• _Provided records_

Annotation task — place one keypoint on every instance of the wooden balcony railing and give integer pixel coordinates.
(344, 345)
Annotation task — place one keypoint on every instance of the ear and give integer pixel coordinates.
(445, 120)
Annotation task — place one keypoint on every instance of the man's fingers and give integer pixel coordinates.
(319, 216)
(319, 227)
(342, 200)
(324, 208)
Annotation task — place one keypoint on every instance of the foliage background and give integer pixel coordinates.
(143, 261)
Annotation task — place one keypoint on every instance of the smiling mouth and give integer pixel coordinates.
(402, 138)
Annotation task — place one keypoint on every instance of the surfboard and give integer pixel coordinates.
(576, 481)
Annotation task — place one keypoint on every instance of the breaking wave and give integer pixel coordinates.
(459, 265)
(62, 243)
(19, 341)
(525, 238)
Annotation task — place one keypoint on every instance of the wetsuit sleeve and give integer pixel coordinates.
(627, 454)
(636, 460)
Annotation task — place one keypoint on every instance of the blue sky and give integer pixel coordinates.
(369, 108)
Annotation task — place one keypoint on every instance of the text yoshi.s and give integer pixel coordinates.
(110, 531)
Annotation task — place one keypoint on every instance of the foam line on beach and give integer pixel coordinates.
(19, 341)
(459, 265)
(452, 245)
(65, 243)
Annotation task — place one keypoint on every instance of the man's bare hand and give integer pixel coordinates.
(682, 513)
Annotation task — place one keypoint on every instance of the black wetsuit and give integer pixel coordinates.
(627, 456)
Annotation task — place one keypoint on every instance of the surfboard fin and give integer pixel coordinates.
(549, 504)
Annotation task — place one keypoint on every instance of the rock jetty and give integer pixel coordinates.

• _Given problem_
Edit everything from the line containing "fin and give integer pixel coordinates." down to the end of the data above, putting "stone breakwater" in place of "rock jetty" and leaving all else unchanged. Give only those lines.

• _Answer for this exercise_
Annotation task — place one keypoint on every instance of the surfboard fin and give integer pixel coordinates.
(549, 504)
Annotation task — place one keypoint on every instance of the stone breakwater and give integer pixel coordinates.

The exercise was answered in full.